We learned this week that the UK’s financial authorities are still desperately short on original ideas on how to tackle the problem of online banking fraud.

Exhibit number one is the latest, Financial Risk Outlook 2006 the annual audit of the state of UK banking and financial services from the UK’s Financial Services Authority (FSA), roughly equivalent in importance to the US Securities and Exchange Commission (SEC).

Buried deep in the report is the section on financial crime, nowadays consumed by worry about electronic crime. The FSA reckons that most of the problem is user education, the need to make the ordinary online banking customer aware of the risks. Encourage them to take sensible precautions, and the problem will be kept in check.

This is a prescription of minimum effort. Education – a dreadful word that users sound like noble savages – is a stock answer that ignores the fact that there is no longer time. People take too long to “educate” and will anyway ignore what they’re told often enough to undermine the effort. Asking people nicely to install security on their PCs is about as useful as were the campaigns of thirty years ago to make people wear seatbelts in cars.

Of course users should have up-to-date anti-virus software installed on their PCs. But real progress will only be made when the people who dominate the technology side of the industry - Microsoft for instance – make basic levels of PC security mandatory and transparent rather than optional. There are signs that vendors have realised this.

Entries provided:

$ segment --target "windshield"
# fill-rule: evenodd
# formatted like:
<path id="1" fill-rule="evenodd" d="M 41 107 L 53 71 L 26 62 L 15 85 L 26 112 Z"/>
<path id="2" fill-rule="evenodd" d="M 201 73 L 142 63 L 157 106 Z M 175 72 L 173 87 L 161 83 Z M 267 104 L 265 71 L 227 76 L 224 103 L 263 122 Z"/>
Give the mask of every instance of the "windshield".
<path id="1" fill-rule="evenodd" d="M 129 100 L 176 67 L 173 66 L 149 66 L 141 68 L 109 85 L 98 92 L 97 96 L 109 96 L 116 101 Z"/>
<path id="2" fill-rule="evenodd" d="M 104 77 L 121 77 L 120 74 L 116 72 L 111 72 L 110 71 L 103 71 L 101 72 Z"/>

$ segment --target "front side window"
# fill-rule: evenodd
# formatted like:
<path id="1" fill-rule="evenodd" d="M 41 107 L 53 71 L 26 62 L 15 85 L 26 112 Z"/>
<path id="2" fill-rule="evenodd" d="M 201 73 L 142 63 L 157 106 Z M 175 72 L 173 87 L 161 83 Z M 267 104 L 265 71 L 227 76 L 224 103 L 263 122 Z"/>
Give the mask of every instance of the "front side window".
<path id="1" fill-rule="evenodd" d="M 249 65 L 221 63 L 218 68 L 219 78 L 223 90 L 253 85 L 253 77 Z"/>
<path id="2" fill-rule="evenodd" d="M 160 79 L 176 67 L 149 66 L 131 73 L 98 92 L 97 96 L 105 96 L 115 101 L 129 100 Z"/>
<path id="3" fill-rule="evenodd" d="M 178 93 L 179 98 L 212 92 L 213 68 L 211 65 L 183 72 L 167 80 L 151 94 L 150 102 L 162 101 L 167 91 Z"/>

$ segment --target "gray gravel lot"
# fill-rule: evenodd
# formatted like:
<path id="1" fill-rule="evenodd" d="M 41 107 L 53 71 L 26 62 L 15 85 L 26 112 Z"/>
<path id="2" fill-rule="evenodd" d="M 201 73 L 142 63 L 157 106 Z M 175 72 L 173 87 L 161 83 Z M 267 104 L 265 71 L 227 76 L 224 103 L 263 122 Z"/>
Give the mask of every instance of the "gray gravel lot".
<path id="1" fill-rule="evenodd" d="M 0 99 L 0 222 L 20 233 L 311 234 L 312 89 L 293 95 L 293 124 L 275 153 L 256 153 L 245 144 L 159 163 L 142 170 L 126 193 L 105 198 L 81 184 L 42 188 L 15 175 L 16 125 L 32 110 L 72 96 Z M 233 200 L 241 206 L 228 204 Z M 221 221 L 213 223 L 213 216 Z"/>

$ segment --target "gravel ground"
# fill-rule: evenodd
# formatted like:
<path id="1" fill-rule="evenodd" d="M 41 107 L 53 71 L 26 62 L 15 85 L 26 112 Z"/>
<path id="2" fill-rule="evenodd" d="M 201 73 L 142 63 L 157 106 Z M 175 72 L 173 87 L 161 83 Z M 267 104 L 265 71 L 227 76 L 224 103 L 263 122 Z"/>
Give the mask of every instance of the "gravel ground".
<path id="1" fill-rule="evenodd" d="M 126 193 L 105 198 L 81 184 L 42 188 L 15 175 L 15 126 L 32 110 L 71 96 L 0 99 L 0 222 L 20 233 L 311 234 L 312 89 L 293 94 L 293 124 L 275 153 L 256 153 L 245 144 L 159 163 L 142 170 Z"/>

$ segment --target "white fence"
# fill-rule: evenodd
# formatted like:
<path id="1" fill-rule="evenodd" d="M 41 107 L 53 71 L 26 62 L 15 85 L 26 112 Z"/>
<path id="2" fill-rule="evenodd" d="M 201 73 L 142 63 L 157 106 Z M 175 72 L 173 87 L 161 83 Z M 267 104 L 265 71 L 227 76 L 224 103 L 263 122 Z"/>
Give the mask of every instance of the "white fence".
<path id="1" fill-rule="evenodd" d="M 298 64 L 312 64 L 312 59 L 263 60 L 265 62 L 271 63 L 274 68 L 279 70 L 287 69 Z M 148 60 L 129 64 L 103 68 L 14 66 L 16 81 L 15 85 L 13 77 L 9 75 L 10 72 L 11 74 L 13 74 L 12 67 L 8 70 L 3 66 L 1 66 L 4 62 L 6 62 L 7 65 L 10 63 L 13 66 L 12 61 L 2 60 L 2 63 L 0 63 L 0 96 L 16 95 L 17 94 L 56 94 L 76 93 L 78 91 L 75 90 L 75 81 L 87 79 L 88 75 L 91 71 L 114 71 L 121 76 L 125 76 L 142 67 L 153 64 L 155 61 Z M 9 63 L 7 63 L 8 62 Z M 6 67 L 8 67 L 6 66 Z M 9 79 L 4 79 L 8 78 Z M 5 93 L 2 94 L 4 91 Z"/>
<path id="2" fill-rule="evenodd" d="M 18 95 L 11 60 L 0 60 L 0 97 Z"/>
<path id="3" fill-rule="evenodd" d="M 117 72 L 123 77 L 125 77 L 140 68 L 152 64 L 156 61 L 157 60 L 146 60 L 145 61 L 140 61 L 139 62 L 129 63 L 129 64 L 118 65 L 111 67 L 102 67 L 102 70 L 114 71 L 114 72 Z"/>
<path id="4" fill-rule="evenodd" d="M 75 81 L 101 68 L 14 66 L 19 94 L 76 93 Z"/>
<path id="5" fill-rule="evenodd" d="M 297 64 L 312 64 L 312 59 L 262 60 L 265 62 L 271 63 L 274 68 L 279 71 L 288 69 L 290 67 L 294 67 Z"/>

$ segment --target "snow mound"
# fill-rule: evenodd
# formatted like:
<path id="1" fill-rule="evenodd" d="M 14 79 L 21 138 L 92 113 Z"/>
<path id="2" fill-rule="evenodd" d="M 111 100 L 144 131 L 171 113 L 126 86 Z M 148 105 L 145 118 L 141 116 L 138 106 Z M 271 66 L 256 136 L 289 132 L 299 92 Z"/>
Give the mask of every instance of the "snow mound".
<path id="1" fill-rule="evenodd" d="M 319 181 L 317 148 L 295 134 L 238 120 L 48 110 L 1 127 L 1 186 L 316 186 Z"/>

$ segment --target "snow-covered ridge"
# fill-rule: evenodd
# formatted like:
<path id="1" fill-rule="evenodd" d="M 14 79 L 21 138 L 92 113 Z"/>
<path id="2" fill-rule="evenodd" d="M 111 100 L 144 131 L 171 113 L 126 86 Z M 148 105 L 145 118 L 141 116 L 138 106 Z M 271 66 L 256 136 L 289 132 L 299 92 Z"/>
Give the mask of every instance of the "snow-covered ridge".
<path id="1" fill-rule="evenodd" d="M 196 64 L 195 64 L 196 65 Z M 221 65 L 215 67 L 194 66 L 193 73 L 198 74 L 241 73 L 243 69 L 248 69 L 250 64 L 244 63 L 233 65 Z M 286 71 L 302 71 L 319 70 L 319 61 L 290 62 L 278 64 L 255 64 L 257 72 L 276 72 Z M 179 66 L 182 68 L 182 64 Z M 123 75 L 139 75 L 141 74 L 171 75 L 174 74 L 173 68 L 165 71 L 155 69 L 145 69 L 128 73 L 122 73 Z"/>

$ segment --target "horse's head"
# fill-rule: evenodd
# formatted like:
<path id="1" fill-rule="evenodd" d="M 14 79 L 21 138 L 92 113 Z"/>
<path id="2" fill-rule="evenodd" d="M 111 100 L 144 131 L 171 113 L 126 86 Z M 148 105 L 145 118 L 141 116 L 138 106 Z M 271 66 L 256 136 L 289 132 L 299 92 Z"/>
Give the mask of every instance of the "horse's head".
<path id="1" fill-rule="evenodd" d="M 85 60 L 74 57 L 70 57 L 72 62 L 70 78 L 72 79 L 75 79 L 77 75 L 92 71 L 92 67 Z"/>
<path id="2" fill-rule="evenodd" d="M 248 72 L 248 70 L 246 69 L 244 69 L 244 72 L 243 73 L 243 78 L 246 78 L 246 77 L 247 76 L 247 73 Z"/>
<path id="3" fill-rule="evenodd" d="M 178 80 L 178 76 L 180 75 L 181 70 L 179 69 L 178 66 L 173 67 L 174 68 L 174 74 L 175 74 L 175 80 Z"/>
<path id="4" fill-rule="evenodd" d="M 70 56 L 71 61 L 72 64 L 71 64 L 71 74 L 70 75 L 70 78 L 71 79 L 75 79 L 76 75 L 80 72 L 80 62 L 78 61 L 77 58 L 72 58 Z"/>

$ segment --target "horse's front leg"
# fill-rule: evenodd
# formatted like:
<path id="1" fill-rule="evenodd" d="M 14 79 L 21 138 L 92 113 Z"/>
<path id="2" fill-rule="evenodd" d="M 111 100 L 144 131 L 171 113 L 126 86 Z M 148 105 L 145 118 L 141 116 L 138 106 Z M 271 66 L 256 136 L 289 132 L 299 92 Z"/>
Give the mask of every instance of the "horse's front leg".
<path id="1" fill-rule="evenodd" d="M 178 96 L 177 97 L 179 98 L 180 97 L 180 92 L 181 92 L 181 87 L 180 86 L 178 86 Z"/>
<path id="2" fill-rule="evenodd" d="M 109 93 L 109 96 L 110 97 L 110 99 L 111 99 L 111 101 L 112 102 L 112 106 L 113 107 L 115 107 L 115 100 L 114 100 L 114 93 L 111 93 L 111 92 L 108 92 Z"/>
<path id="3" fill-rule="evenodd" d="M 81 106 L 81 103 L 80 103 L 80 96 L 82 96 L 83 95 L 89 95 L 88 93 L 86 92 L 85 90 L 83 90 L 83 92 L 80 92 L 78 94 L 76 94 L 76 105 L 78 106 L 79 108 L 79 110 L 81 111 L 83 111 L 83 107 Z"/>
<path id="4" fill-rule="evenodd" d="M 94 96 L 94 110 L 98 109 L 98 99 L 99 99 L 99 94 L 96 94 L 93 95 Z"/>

Check your understanding:
**1)** Using the commentary on online banking fraud, decide whether each statement agrees with it: (a) the FSA's annual audit is titled Financial Risk Outlook 2006; (b) the FSA regards user education as most of the problem; (c) the writer wants PC security to stay optional. Answer yes or no for each and quote the words of the text that settle it.
**2)** Carry the commentary on online banking fraud forward from its last sentence.
The items have nothing to do with the text.

Answer set:
**1)**
(a) Yes: "Financial Risk Outlook 2006 the annual audit of the state of UK banking and financial services"
(b) Yes: "The FSA reckons that most of the problem is user education"
(c) No: "make basic levels of PC security mandatory and transparent rather than optional"

**2)**
Elsewhere, the FSA makes only brief mention of enforcing basic standards of security on the banking side, including two-factor authentication. This should be the minimum requirement but still the FSA sees such tier one technology as something to vaguely aspire to.

As to complex crimes such as identity theft that piggyback on electronic finance, we get no prescription at all in the face of evidence that banks are failing to protect people from it thanks to poorly integrated systems.

It doesn’t matter that banks usually take the hit from online fraud, their failure to invest in stopping it has fuelled part of the crime boom we are now witnessing. Electronic crime is now part of the criminal eco-system, and that will have long-term consequences we all have to deal with.